══ Supplied data ══
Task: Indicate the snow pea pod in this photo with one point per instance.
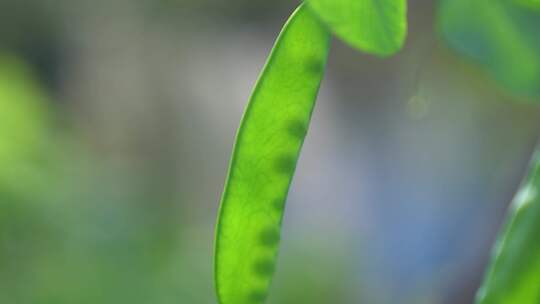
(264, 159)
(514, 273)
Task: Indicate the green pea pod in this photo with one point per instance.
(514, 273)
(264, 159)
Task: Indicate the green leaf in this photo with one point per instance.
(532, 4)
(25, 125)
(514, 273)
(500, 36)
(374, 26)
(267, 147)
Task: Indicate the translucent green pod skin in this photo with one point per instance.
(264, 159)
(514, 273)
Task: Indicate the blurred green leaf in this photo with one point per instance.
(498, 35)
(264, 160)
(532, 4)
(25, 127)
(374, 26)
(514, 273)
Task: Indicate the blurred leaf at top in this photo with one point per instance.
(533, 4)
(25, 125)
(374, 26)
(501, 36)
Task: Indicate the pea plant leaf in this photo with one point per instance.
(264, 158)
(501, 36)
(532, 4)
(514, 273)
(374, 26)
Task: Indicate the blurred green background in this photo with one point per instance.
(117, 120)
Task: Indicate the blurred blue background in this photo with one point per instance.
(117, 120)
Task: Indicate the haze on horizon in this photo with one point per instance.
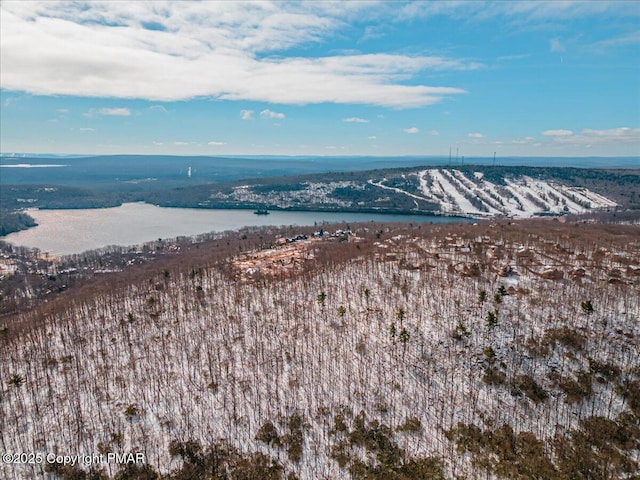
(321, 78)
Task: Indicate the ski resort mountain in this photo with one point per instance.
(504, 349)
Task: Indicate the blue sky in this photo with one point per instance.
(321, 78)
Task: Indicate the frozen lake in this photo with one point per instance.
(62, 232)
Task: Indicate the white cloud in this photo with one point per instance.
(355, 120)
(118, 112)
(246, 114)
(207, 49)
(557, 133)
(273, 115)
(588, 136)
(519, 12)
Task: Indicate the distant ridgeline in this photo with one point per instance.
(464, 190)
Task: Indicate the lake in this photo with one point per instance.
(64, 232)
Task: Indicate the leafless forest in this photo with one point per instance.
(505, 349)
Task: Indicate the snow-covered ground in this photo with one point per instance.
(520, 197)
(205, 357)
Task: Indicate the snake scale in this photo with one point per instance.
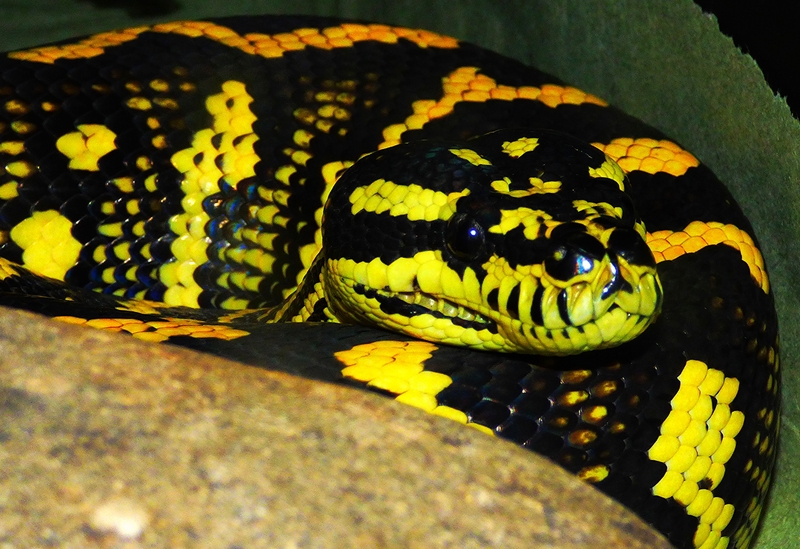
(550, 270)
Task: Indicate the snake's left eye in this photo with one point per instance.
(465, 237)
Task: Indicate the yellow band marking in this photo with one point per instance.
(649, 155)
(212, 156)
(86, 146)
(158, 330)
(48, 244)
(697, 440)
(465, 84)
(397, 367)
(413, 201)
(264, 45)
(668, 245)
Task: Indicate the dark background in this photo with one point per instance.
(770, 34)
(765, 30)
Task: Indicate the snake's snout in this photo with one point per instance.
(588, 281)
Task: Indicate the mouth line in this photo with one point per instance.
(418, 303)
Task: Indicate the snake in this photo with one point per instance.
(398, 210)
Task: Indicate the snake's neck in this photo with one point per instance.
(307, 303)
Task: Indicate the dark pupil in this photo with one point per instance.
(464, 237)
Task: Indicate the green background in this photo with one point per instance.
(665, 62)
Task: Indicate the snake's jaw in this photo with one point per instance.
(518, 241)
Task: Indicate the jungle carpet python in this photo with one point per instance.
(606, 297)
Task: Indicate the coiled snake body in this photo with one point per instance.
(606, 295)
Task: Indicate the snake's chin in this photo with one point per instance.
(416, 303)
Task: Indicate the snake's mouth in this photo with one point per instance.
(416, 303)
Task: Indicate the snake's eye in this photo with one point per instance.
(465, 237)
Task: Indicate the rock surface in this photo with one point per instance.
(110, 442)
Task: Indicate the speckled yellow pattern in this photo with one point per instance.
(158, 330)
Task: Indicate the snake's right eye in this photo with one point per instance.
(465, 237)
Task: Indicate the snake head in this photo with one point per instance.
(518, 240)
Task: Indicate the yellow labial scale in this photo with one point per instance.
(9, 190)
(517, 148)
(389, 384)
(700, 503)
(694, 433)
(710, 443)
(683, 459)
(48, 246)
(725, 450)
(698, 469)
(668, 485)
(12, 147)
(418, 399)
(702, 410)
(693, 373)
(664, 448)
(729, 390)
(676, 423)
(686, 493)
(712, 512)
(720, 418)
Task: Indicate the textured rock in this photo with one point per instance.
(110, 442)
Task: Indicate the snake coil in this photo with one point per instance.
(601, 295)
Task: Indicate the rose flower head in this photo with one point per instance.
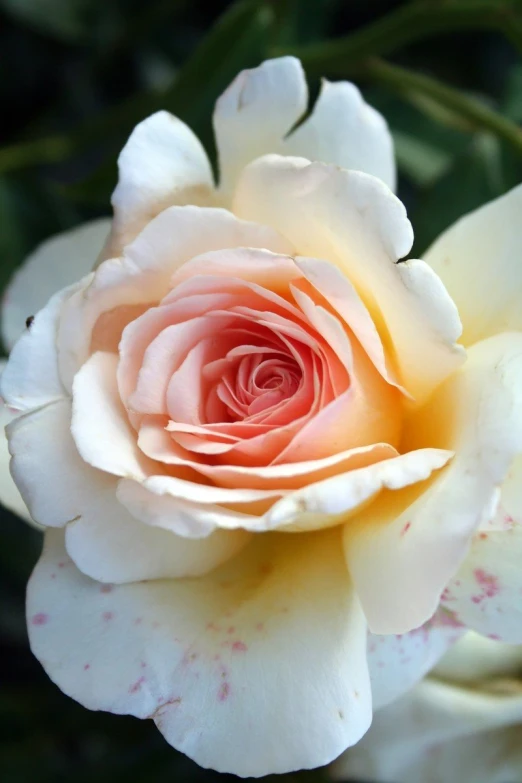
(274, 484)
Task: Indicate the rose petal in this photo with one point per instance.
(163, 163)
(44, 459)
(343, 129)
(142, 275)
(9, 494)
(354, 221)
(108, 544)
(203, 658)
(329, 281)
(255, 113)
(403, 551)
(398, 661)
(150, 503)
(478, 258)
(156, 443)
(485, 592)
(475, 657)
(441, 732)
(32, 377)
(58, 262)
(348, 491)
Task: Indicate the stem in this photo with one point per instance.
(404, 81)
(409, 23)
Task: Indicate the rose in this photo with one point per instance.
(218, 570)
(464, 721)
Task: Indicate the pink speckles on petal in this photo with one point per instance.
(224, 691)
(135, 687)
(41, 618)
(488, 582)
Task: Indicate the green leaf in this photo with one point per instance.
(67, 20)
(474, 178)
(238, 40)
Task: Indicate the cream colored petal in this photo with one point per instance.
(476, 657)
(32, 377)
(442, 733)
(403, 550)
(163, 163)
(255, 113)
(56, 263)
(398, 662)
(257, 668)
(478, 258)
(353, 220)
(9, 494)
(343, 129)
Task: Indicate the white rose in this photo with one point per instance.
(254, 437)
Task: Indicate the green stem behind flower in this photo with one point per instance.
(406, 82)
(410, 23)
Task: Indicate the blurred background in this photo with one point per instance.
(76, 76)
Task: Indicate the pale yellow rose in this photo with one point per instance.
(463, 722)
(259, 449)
═══
══ Supplied data ══
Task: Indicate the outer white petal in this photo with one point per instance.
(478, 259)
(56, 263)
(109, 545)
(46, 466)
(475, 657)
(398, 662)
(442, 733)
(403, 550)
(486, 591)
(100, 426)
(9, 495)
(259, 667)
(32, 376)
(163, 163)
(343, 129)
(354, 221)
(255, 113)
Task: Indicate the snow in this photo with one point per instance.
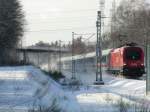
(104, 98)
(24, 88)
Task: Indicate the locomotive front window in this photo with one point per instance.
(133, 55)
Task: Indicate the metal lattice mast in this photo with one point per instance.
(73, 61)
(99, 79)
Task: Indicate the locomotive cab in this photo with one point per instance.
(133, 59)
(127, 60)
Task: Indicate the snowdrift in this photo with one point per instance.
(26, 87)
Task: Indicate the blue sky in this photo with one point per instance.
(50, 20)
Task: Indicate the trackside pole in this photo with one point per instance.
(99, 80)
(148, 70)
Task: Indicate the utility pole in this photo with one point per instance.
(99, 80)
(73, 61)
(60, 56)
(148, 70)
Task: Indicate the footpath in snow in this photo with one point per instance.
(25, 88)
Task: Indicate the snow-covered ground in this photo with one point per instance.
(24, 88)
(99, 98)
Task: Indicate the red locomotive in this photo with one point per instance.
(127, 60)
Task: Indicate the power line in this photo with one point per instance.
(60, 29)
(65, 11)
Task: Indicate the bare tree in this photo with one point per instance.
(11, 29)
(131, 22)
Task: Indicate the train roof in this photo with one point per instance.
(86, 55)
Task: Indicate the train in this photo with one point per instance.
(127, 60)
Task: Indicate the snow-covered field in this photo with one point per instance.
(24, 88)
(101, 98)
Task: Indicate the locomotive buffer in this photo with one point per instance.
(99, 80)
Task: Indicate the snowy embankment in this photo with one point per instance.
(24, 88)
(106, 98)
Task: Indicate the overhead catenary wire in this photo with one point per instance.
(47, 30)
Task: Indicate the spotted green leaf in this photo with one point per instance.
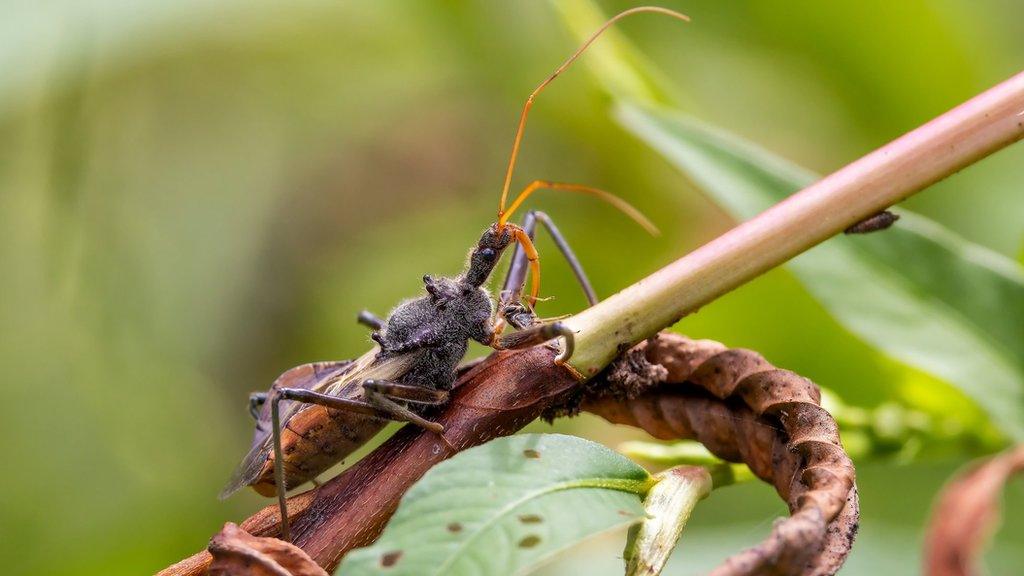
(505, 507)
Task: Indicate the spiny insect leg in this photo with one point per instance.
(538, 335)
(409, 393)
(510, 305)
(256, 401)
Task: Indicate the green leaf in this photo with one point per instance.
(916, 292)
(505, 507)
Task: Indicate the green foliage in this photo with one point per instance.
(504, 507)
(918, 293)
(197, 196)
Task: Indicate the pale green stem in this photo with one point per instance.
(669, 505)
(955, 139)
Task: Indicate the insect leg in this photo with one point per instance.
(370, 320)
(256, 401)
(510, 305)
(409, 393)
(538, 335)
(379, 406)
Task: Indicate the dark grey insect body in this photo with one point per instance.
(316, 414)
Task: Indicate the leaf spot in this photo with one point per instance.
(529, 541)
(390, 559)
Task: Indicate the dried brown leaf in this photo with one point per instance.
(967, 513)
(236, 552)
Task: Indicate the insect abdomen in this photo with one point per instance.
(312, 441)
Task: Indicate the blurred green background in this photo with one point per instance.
═══
**What to produce**
Collect every line in the records above that contains the word "rose".

**Finished exercise**
Task: Indicate the rose flower head in this photo with one point per instance.
Task: Indicate the rose petal in this photo with one point per instance.
Task: Indicate the rose in this photo with one point per instance.
Task: Indicate the white rose in this photo with one point per instance.
Task: Indicate the pale yellow rose in this photo with one point per instance.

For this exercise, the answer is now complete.